**PROVIDED DATA:**
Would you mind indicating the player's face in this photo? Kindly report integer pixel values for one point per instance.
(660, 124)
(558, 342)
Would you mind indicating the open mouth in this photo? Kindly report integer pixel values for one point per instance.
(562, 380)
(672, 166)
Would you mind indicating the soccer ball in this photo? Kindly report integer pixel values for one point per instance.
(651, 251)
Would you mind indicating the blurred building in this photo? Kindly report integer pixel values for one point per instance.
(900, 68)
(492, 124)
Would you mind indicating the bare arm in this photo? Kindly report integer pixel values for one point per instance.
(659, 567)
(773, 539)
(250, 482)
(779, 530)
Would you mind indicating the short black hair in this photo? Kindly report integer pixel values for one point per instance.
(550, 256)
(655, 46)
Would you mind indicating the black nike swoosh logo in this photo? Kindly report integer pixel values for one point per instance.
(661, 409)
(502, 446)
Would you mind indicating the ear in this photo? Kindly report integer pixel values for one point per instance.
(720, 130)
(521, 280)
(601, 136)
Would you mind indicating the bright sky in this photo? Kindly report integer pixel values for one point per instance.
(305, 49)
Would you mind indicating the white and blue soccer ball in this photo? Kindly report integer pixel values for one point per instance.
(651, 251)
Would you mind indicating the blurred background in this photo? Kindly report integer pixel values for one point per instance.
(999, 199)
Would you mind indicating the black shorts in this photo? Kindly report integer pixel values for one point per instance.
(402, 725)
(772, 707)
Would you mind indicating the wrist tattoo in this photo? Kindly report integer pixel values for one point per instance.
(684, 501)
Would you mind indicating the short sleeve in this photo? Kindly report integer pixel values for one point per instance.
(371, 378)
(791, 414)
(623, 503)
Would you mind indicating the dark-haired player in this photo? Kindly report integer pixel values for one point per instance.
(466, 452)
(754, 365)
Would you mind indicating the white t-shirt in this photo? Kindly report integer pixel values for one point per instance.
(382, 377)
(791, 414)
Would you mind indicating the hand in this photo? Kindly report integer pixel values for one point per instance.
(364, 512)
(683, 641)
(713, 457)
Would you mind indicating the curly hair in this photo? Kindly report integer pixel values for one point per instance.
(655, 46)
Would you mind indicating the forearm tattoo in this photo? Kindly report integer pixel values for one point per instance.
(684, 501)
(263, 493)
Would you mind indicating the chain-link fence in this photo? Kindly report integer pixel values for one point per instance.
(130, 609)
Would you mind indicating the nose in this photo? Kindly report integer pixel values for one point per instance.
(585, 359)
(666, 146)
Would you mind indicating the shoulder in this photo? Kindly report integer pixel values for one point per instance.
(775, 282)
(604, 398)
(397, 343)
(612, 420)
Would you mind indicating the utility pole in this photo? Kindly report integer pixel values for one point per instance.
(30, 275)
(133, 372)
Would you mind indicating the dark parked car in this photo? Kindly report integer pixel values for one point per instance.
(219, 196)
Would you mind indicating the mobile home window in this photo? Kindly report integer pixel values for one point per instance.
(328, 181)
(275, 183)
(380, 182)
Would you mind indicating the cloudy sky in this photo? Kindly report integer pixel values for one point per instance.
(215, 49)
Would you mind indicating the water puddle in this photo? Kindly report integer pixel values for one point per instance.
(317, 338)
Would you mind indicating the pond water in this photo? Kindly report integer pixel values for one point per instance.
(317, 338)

**INSTRUCTION:** Can you quote every row above verbatim, with nothing changed?

**RESULT:**
Would you mind indicating the player's face in this photo? Kindly report integer pixel values for one point per instance.
(660, 124)
(558, 342)
Would you mind indicating the open mouth in this photo? Kindly report integer pixel values for one point per instance.
(562, 380)
(672, 166)
Would you mind indicating the soccer ball in this photo? Kindly report integer pixel values for one point per instance.
(651, 251)
Would you mind indicating the blurred building in this photo? Kindly report integer pixel values for one point per instance.
(900, 68)
(492, 124)
Would you mind indicating the bare arm in this photo? Kindly report integer pixel values for one point per instance.
(659, 567)
(773, 539)
(250, 482)
(779, 530)
Would you mind indicating the short black hair in this photo? Kindly report integer pixel values for one point per instance.
(550, 256)
(655, 46)
Would you mind indicating the black nike swoosh logo in this photo? Kindly report integer pixel values for one point per instance.
(661, 409)
(502, 446)
Would you mind indicating the ear in this photo? Kindly report integer pixel values for one point per instance.
(720, 130)
(521, 280)
(601, 136)
Would you mind indicating the bright sky in this photo? Kindly report integer pixel values for one point per instance.
(305, 49)
Would you mind indicating the white and blue soccer ball in this photo? Kindly report integer pixel values for one point per instance.
(651, 251)
Would you mind indicating the blurred background in this photo? Kindly report integer pixel values for one point per instance.
(999, 199)
Would you mind indicating the black shorts in this photo? Kindly report integer pixel values for one point per instance.
(402, 725)
(772, 707)
Would you mind indicating the wrist tattoo in this photo? Kindly report integer pixel values for one point per instance.
(684, 501)
Would you mind indicating the short sleeve in this photo? Kindly report integer pixel values for one point per instance.
(371, 378)
(791, 414)
(623, 503)
Would you mind indicating the dark-haired player in this photo? Kindly report integer pixel values for one point per instance.
(466, 452)
(754, 365)
Would you mind indicating the white t-shirt in this photo? Kindly report integer pixel values for one point per instance.
(382, 377)
(791, 414)
Would you mind indicating the hand in this photo? Kindly report integer pixel values for one point per instance.
(364, 512)
(683, 641)
(713, 457)
Would you mind indicating the curly hair in this photo? Kindly report integer pixel values for one point per instance.
(655, 46)
Would you mind indicating the forearm tattoo in this photo? Kindly report integer pixel values for one point per instance.
(684, 501)
(263, 493)
Would you mind indicating the chain-link fence in this photo? Kindly report integer pixel values for one point per instance.
(130, 609)
Would you mind indicating the nose in this photo? Kindly report integer pixel values for one point per instance.
(585, 359)
(666, 146)
Would you mind indicating the shoulder in this photo? Kindly report integer pixel values for one point per instance.
(775, 282)
(604, 398)
(397, 343)
(612, 420)
Would you mind indicating the utility pole in this photo? Kindly report integer pixel values for one point per instance.
(30, 275)
(133, 372)
Would you mind indicating the dark parked car in this photo? Kindly report integer pixel values for one point per instance.
(219, 196)
Would you mind indicating the mobile home window in this photo? Kindly report integer pixel values for one point per instance.
(328, 181)
(275, 183)
(380, 182)
Would you mind indicating the cloudy sky in this photo? Kindly report integer pixel values for one point per instance.
(215, 49)
Would you mind indicating the water puddle in this photo? Kindly report integer pixel values for one point per instance.
(317, 338)
Would you mind indicating the pond water in this photo? Kindly report integer pixel values for one point per instance.
(317, 338)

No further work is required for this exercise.